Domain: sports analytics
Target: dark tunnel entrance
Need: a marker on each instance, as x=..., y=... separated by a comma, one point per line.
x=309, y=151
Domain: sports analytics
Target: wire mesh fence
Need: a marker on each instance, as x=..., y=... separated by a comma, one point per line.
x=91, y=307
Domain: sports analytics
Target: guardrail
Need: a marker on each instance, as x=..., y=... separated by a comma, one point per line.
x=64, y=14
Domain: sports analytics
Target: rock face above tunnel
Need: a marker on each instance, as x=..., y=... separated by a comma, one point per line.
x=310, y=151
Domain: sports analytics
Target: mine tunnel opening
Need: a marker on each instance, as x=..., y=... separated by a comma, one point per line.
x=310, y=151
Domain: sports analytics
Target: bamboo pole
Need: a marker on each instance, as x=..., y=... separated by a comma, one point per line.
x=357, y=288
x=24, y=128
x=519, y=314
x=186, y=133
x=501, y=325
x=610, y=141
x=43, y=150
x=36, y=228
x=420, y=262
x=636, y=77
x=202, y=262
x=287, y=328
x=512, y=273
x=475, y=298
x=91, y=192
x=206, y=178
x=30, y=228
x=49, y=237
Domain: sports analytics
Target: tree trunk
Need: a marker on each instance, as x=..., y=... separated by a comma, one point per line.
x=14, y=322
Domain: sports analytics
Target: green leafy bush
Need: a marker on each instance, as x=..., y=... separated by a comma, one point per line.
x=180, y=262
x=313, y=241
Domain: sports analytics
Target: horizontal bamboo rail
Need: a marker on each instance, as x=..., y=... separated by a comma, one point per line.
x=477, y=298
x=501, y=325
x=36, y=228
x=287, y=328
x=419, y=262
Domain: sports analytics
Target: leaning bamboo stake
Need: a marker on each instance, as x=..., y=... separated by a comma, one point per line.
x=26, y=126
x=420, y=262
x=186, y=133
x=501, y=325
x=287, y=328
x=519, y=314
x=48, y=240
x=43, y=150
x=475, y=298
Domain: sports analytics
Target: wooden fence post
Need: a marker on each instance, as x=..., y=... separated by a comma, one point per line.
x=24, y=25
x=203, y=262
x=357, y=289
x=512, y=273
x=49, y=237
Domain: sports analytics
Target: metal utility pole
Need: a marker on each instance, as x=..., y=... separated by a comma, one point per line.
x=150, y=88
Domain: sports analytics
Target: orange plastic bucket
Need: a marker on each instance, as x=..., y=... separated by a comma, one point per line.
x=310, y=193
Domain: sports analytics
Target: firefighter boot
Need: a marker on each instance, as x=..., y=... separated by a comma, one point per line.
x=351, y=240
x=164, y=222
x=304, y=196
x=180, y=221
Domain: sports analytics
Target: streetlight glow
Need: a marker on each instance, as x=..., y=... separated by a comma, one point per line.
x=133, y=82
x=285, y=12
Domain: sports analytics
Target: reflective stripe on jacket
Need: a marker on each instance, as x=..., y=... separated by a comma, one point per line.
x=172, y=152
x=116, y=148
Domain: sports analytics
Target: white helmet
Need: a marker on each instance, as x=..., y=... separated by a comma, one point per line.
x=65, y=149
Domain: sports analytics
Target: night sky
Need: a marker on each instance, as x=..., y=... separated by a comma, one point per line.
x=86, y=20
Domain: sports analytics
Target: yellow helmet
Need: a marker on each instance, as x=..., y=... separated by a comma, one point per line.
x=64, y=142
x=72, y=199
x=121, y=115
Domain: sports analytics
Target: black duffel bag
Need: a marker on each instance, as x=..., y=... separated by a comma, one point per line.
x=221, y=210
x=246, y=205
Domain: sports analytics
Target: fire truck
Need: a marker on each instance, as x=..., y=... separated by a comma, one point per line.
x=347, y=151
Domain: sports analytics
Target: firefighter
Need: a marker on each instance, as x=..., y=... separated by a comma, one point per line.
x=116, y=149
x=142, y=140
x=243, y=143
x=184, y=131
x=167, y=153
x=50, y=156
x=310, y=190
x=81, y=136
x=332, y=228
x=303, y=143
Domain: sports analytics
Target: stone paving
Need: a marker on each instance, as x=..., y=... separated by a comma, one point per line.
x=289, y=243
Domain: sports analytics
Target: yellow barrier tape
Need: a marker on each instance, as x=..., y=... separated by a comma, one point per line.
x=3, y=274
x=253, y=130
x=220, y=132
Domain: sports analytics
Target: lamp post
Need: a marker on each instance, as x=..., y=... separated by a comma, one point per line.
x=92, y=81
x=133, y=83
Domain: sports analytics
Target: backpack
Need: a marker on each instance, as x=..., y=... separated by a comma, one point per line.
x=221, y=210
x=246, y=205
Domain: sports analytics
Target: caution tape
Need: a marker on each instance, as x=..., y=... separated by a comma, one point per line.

----

§ Assignment:
For this exercise, return every line from the data that holds the string "tunnel".

§ Answer space:
Target: dark tunnel entrance
Target: rock face above tunnel
Target: mine tunnel opening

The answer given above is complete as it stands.